Trecho fornecido.

Na virada do século XVIII para o XIX, a Europa estava imersa em grandes mudanças nas suas esferas sociais, políticas e econômicas, impulsionadas pelas Revoluções Francesa e Industrial. Essas mudanças, totalmente pautadas numa racionalidade científica e nas invenções tecnológicas aplicadas à produção, ao comércio e à economia, reconfiguraram por completo o panorama do século XVIII, e pavimentaram o caminho para o que viríamos chamar de Modernidade. A ascensão da ciência como um "motor do progresso" alterou radicalmente a forma como as sociedades ocidentais compreendiam o mundo, deslocando o foco da fé e da tradição para a razão e o empirismo.
Durante muitos anos, a ficção científica moldou suas narrativas em torno dessa lógica racional, completamente centrada nas ciências exatas e na tecnologia, apresentando visões de futuro dominado por esses desejados "avanços científicos" e pelas "dignas conquistas tecnológicas". A "ciência", nesse contexto, parecia confinada às esferas da física, da engenharia e da matemática, deixando de lado outras dimensões do próprio humano e do seu entorno.
E, embora a Modernidade tenha fornecido condições para um nascimento grandioso da ficção científica, ela não conseguiu pensá-la por completo ²
No final do século XX e início do século XXI, a ficção científica começou a se inclinar para abordagens mais humanistas, colocando o ser humano no centro das suas investigações. Foi em obras como Nova (1968), de Samuel Delany, e A Parábola do Semeador (1999), de Octavia Butler, que conseguimos perceber bem essa transição, em que as preocupações éticas, sociais e existenciais da humanidade tomaram a dianteira da especulação. Essas histórias marcam uma virada fundamental no gênero, que finalmente passa a questionar não apenas o impacto da tecnologia, mas também o papel da humanidade diante de seus próprios dilemas.
Essa evolução da ficção científica reflete, é claro, seu caráter especulativo. Isto é, ser um espelho das questões da sua própria época. E não demorou muito para que as questões ambientais emergissem como um tema central para a FC, inaugurando o subgênero conhecido como Ficção Climática, ou Cli-Fi. Diante de um mundo cada vez mais devastado pela degradação ambiental, a Cli-Fi surge como uma resposta artística às crises ecológicas, antecipando cenários de destruição que, infelizmente, começaram a se concretizar.

Instrução 1. Cite literalmente o trecho do texto sobre ficção científica, começando em "E, embora a" e terminando em "seus próprios dilemas.".

Registros de marcação da posição de objetos:
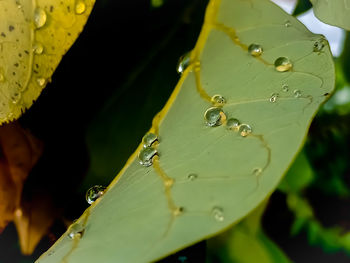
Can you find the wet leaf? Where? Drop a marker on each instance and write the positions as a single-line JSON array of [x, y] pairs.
[[19, 152], [333, 12], [206, 172], [34, 35]]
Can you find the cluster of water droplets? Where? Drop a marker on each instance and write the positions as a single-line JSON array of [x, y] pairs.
[[148, 151]]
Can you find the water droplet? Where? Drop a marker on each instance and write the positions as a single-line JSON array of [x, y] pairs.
[[94, 193], [283, 64], [39, 17], [274, 97], [255, 50], [233, 124], [218, 213], [214, 116], [41, 81], [38, 48], [319, 44], [75, 230], [287, 23], [218, 100], [80, 7], [297, 93], [285, 87], [145, 156], [183, 63], [245, 130], [149, 139], [192, 177]]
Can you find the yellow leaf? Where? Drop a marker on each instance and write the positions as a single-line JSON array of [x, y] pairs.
[[34, 35]]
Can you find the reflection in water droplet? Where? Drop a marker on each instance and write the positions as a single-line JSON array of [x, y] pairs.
[[149, 139], [39, 17], [245, 130], [41, 81], [145, 156], [214, 116], [274, 97], [218, 213], [183, 63], [80, 7], [319, 45], [94, 193], [192, 177], [233, 124], [297, 93], [38, 48], [255, 50], [283, 64], [75, 230], [218, 100]]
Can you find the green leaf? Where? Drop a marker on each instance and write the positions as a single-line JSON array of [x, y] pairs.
[[34, 35], [204, 179], [334, 12]]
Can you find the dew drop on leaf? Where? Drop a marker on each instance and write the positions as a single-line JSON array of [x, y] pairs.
[[245, 130], [145, 156], [214, 116], [283, 64], [255, 50], [183, 63], [39, 17], [94, 193], [149, 139], [233, 124], [218, 213], [218, 100]]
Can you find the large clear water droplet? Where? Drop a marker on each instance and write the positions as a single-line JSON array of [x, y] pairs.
[[183, 63], [80, 7], [40, 17], [274, 97], [233, 124], [255, 50], [145, 156], [245, 130], [218, 100], [149, 139], [94, 193], [283, 64], [214, 116], [38, 48], [218, 214]]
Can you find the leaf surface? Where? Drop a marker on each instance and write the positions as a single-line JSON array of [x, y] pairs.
[[205, 178], [333, 12], [34, 35]]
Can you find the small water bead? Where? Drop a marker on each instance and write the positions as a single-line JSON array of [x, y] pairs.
[[40, 17], [283, 64], [94, 193], [218, 100], [214, 116], [218, 213], [255, 50], [233, 124], [274, 97], [80, 7], [145, 156], [192, 177], [183, 63], [297, 93], [38, 48], [149, 139], [245, 130]]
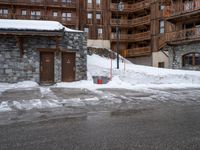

Instrução 2. Reproduza somente os registros, começando no início deles e terminando na linha que contém "[[148, 151]]", incluída. Substitua "wet" por "damp", deixe todo o resto intacto e não inclua as imagens.

Resposta esperada 1.
E, embora a Modernidade tenha fornecido condições para um nascimento grandioso da ficção científica, ela não conseguiu pensá-la por completo ²
No final do século XX e início do século XXI, a ficção científica começou a se inclinar para abordagens mais humanistas, colocando o ser humano no centro das suas investigações. Foi em obras como Nova (1968), de Samuel Delany, e A Parábola do Semeador (1999), de Octavia Butler, que conseguimos perceber bem essa transição, em que as preocupações éticas, sociais e existenciais da humanidade tomaram a dianteira da especulação. Essas histórias marcam uma virada fundamental no gênero, que finalmente passa a questionar não apenas o impacto da tecnologia, mas também o papel da humanidade diante de seus próprios dilemas.

Resposta esperada 2.
Can you find the damp leaf? Where? Drop a marker on each instance and write the positions as a single-line JSON array of [x, y] pairs.
[[19, 152], [333, 12], [206, 172], [34, 35]]
Can you find the cluster of water droplets? Where? Drop a marker on each instance and write the positions as a single-line JSON array of [x, y] pairs.
[[148, 151]]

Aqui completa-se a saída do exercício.